Heaven & Earth Have Passed Away


Many Christians are disadvantaged in that we are not well grounded in the Old Testament scriptures.  We have been taught for so many generations that as we are now under the new covenant of Christ, that the old covenant is then no longer relevant.  This leads many to assume that there is no need to study the Old Testament.  That assumption is incorrect.

We do understand that the New Testament is the Old Testament revealed; that the New Testament is the Old Testament fulfilled.  But, for some reason many Christians rely only upon the words of the New Testament, without reading and understanding their origins found in the Old Testament.

This lack of understanding of Old Testament scriptures prevents many from fully understanding the completed prophesy revealed in the New Testament.  This lack of knowledge of Old Testament figurative prophetic language prevents many Christians from seeing that same figurative language when it is used again in the New Testament scriptures.

If we understand that the New Testament is the fulfillment of the Old Testament, then we must make an effort to study the Old Testament.  The New Testament cannot be lifted away from the Old Testament.  They are joined.  You cannot understand one without the other.

That means that we have to go back to the Old Testament to get the full meaning of what Jesus and the Apostles said, and the Holy Spirit recorded in the New Testament in the first century A.D.

Let’s look at the phrase “heaven and earth”.  It has an original use in the Old Testament.

In Leviticus God is setting out His commandments for the children of Israel.  In Chapter 26 he tells them of the benefits of following His commandments, and then of the results if they do not. Look at Lev. 26:14-20 carefully.

14 But if ye will not hearken unto me, and will not do all these commandments; 15 And if ye shall despise my statutes, or if your soul abhor my judgments, so that ye will not do all my commandments, but that ye break my covenant: 16 I also will do this unto you; I will even appoint over you terror, consumption, and the burning ague, that shall consume the eyes, and cause sorrow of heart: and ye shall sow your seed in vain, for your enemies shall eat it. 17 And I will set my face against you, and ye shall be slain before your enemies: they that hate you shall reign over you; and ye shall flee when none pursueth you. 18 And if ye will not yet for all this hearken unto me, then I will punish you seven times more for your sins. 19 And I will break the pride of your power; and I will make your heaven as iron, and your earth as brass:   20 And your strength shall be spent in vain: for your land shall not yield her increase, neither shall the trees of the land yield their fruits.” (KJV,  all bold emp. mine throughout)

■ **BRIEF A**: In the essay on heaven and earth, condense the paragraph beginning "Many Christians are disadvantaged" into a short bulleted list that keeps its main points.
■ **BRIEF B**: Write the next part of the essay on heaven and earth, picking up right after the quoted verses from Leviticus 26.
The data has a different source than the essay on heaven and earth above.

■ **RECORD EXTRACTS**:
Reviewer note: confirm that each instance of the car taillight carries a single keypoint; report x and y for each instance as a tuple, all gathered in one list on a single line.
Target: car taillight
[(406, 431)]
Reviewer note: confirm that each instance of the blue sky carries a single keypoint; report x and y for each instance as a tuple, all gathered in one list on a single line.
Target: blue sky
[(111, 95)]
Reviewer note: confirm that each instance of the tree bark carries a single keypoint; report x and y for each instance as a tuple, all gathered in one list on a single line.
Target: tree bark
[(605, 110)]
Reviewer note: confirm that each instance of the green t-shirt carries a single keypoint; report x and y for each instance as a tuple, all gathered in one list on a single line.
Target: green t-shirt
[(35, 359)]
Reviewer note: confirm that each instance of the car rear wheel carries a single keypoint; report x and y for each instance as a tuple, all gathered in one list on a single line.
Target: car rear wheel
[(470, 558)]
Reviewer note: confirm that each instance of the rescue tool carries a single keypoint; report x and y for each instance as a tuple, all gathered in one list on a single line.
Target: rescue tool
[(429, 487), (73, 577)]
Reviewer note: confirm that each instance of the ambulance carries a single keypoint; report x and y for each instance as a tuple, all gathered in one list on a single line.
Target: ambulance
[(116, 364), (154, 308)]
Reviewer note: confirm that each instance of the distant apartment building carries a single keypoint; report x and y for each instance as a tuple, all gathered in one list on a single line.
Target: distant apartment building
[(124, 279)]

* * *

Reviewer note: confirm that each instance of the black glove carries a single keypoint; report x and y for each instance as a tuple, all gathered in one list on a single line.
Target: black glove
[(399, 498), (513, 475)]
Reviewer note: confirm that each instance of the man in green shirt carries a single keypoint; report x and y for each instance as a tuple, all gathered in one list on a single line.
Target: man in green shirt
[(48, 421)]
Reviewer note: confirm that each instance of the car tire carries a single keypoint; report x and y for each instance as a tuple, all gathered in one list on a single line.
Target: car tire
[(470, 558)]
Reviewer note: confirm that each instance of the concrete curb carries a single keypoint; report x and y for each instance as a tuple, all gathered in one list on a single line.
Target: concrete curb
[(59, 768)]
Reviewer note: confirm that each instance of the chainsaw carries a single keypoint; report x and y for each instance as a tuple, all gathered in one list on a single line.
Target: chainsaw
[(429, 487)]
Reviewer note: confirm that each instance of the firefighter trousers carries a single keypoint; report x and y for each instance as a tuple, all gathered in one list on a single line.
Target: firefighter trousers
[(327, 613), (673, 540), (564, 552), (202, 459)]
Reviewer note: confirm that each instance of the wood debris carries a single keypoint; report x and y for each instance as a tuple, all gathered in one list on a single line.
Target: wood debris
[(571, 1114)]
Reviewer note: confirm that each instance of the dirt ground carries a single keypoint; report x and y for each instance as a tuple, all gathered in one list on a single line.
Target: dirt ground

■ **EXPECTED OUTPUT A**:
- Many Christians are not well grounded in the Old Testament scriptures.
- For generations they have been taught that, under the new covenant of Christ, the old covenant is no longer relevant.
- This leads many to assume the Old Testament need not be studied.
- The author calls that assumption incorrect.

■ **EXPECTED OUTPUT B**:
Notice the “your” before the heaven and earth in verse 19? Remember that God is speaking to the children of Israel.   Then their heaven and their earth, specifically theirs, must be for the tribes of Israel.  So, Israel was a type of “heaven and earth”. The words “heaven” and “earth” as used in Lev. 26:19 are figurative for their land, and not the literal heaven and literal earth.

Look at Deut. 4:26 where Moses is speaking to the children of Israel while still in the desrt.

 I have caused to testify against you this day the heavens and the earth, that ye do perish utterly hastily from off the land whither ye are passing over the Jordan to possess it; ye do not prolong days upon it, but are utterly destroyed;” (Young’s) or

I call heaven and earth to witness against you this day, that ye shall soon utterly perish from off the land whereunto ye go over Jordan to possess it; ye shall not prolong your days upon it, but shall utterly be destroyed.” (KJV)

Moses is reminding them of the covenant God has made with them, and reasoning with them to keep that covenant.

Lev. 4:23, Take heed unto yourselves, lest ye forget the covenant of the Lord your God, which he made with you, and make you a graven image, or the likeness of any thing, which the Lord thy God hath forbidden thee.” (KJV)

What is the witness against the children of Israel?  Isn’t it the covenant God made with them?  What else will convict them of their wrongs, and testify against them but the commandments He gave them?  Then, isn’t the “heaven and earth” of Deu. 4:26 the “covenant” of Lev. 4:23 which was made specifically with Israel?

24 And it came to pass, when Moses had made an end of writing the words of this law in a book, until they were finished, 25 That Moses commanded the Levites, which bare the ark of the covenant of the Lord, saying, 26 Take this book of the law, and put it in the side of the ark of the covenant of the Lord your God, that it may be there for a witness against thee.”  (Deu. 31:24-26, KJV)

God said that the book of the law, Moses’ book, for the covenant with Israel would witness against them.  As Deu. 4:26 said that “heaven and earth” would witness against them, and Deu. 31:24-26 said the book would witness against them, then the Mosaic covenant was also called “heaven and earth.”

Again, as when used in Is. 1:1-2, 1 The vision of Isaiah the son of Amoz, which he saw concerning Judah and Jerusalem in the days of Uzziah, Jotham, Ahaz, and Hezekiah, kings of Judah. Hear, O heavens, and give ear, O earth: for the Lord hath spoken, I have nourished and brought up children, and they have rebelled against me.(KJV)

Who is the prophet addressing?  The children of Israel!  Hear and listen, he says.  Who is listening but the tribes of Israel?  Here, “heaven and earth” = Israel, a nation.

Look now at Is. 13. 1,  The burden of Babylon, which Isaiah the son of Amoz did see.  The first verse establishes that the prophet is speaking to Babylon.  Remember that when a prophet speaks he is going to use some figurative language, and it is not literal.

Is. 13:5, “They come from a far country, from the end of heaven, even the Lord, and the weapons of his indignation, to destroy the whole land.(KJV)

The word country we know is a land, and it is a far land, “from the end of heaven”.  In the figurative prophetic language country is land and is also heaven.

Is. 13:10,  For the stars of heaven and the constellations thereof shall not give their light: the sun shall be darkened in his going forth, and the moon shall not cause her light to shine.” (KJV)

In prophetic language “stars” and “sun” and “moon” are rulers, kings and princes.  The “sun” is a greater ruler than the “moon” which is lesser.  The moon does not shine as brightly as the sun.  Rulers rule over countries and nations.  So, when they do not give their light, they are no longer ruling.  God has taken away their power, and their light does not shine any more over the nation.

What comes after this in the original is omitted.